ЧТО НУЖНО СДЕЛАТЬ
• a. Перепиши дословно отрывок из текста о деревьях за окном: начни с места, где стоят слова «Полет возвышенных, бессмертных», и остановись после слов «обречены погаснуть, погибнуть.».
• b. Перечисли все породы деревьев, которые упомянуты в тексте о деревьях за окном.
:: ВЫБРАННЫЙ ТЕКСТ ::
Из-за того, что мне неинтересно,

Чем кончится и кончится ли чем.

Мне больше нравится смотреть в окно

На те деревья, что через дорогу.

Пустячное занятье, но оно

Вниманье поглощает без остатка.

Листва сошла с ветвей, и обнажилось

Тончайшее строенье сикомор,

Изящная архитектура буков.

Я много дней смотрела на деревья

И лишь недавно стала понимать,

На что они в отдельности похожи —

На увеличенную многократно

Модель сосудистой системы мозга.

Они стоят, как мощные умы,

Застывшие в безмолвном созерцанье.

Стволы, суки и веточки питают

Полет возвышенных, бессмертных мыслей.

И я решила дать им имена.

Вон, слева, высится великий мозг

Бетховена, а та рябина – Кеплер.

И весь пейзаж стал Пантеоном Славы.

В этих словах – замечательная смесь гордости и горечи. Гордости за человечество и за те возвышенные умы, которые составили Пантеон его славы. И горечи от сознания, что даже эти великие умы обречены погаснуть, погибнуть.
:::
:: ЗАПИСАННЫЕ ДАННЫЕ ::
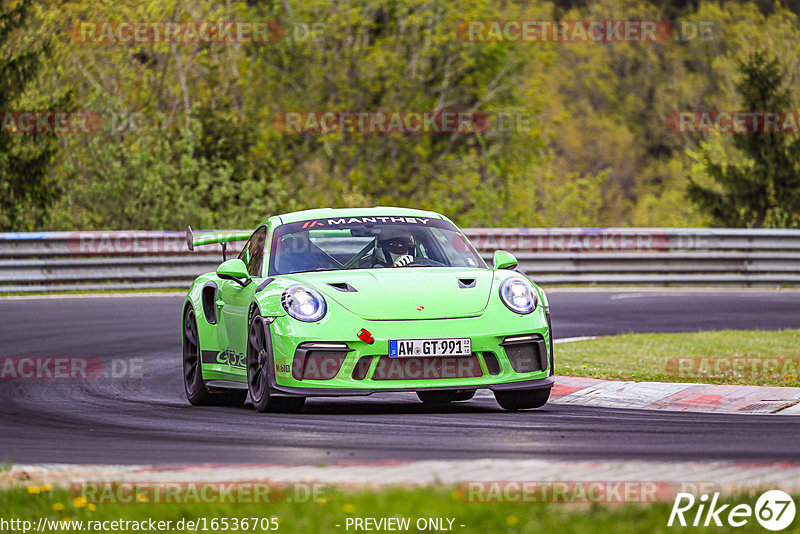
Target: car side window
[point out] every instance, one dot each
(253, 252)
:::
РЕЗУЛЬТАТЫ ЗАДАНИЙ
• a.
Полет возвышенных, бессмертных мыслей.

И я решила дать им имена.

Вон, слева, высится великий мозг

Бетховена, а та рябина – Кеплер.

И весь пейзаж стал Пантеоном Славы.

В этих словах – замечательная смесь гордости и горечи. Гордости за человечество и за те возвышенные умы, которые составили Пантеон его славы. И горечи от сознания, что даже эти великие умы обречены погаснуть, погибнуть.

• b. сикомор, бук, рябина